> _THE REQUEST_
Copy all of the material below exactly.

* Begin EXERCISE DATA *

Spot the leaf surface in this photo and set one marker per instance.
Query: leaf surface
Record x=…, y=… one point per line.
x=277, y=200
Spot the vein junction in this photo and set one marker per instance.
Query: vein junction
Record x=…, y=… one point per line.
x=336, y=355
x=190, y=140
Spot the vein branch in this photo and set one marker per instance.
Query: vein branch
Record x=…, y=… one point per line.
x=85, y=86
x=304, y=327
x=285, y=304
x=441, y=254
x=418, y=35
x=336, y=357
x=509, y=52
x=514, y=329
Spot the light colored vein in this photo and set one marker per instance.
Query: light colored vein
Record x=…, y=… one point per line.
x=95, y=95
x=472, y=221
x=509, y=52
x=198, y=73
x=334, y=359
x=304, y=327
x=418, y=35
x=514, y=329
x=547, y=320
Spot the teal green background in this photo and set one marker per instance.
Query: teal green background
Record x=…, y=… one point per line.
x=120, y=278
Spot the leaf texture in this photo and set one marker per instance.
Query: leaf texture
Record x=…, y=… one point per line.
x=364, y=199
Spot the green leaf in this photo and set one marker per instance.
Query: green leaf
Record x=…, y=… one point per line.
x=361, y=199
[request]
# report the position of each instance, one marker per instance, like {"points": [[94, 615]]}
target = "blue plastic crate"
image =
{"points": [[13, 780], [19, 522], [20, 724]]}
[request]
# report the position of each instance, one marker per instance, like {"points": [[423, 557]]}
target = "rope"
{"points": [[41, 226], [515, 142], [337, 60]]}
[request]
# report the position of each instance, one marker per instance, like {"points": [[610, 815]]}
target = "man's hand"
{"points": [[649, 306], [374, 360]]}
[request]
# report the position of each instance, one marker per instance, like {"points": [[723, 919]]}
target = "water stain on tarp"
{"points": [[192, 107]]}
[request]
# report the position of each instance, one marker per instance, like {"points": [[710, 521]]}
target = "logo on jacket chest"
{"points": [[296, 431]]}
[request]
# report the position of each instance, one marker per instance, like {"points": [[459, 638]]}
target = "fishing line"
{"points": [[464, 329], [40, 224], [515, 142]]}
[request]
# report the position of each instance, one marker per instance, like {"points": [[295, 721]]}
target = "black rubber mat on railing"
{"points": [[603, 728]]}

* End EXERCISE DATA *

> _SOLUTION TO THIS PROBLEM_
Spot the leaf surface in this photo and set one marker per instance.
Query: leaf surface
Record x=…, y=… one point per line.
x=277, y=200
Spot the vein junction in this photo and set one marker per instance.
Query: vein junction
Record x=…, y=… one point per line.
x=336, y=355
x=190, y=140
Spot the vein branch in this photo and set one marker per instance.
Query: vein branch
Record x=…, y=… one point per line.
x=85, y=86
x=304, y=327
x=285, y=304
x=441, y=254
x=418, y=35
x=336, y=357
x=509, y=52
x=514, y=329
Spot the light colored vein in this photo and set one marker per instance.
Query: light colored vein
Record x=…, y=… one point per line.
x=95, y=95
x=472, y=221
x=509, y=52
x=198, y=73
x=334, y=359
x=304, y=327
x=418, y=35
x=514, y=329
x=547, y=320
Spot the teal green background in this photo and set one marker per instance.
Query: teal green background
Record x=…, y=… one point per line.
x=120, y=278
Spot the leaf texture in this photo and set one marker per instance.
Query: leaf texture
Record x=…, y=… one point per line.
x=364, y=199
Spot the green leaf in this photo and set one marker per instance.
Query: green leaf
Record x=…, y=… one point per line.
x=361, y=199
[request]
# report the position of each instance, one marker per instance, like {"points": [[94, 615]]}
target = "blue plastic crate"
image =
{"points": [[13, 780], [19, 522], [20, 724]]}
[request]
# report the position of each instance, one marker per instance, like {"points": [[423, 557]]}
target = "rope"
{"points": [[41, 226], [515, 142], [337, 60]]}
[request]
# report the position of each instance, one marker per instance, like {"points": [[610, 815]]}
target = "man's hand"
{"points": [[649, 306], [374, 360]]}
[request]
# report the position of each instance, one marker per instance, like {"points": [[723, 919]]}
target = "water stain on tarp"
{"points": [[192, 107]]}
[request]
# report the position of each instance, one marker per instance, like {"points": [[710, 521]]}
target = "logo on jacket chest"
{"points": [[296, 431]]}
[request]
# report the position of each instance, one marker per instance, like {"points": [[459, 638]]}
target = "fishing line"
{"points": [[464, 329], [40, 224], [515, 142]]}
[request]
# report the position of each instance, one marker per instance, like {"points": [[295, 721]]}
target = "black rubber mat on railing"
{"points": [[603, 728]]}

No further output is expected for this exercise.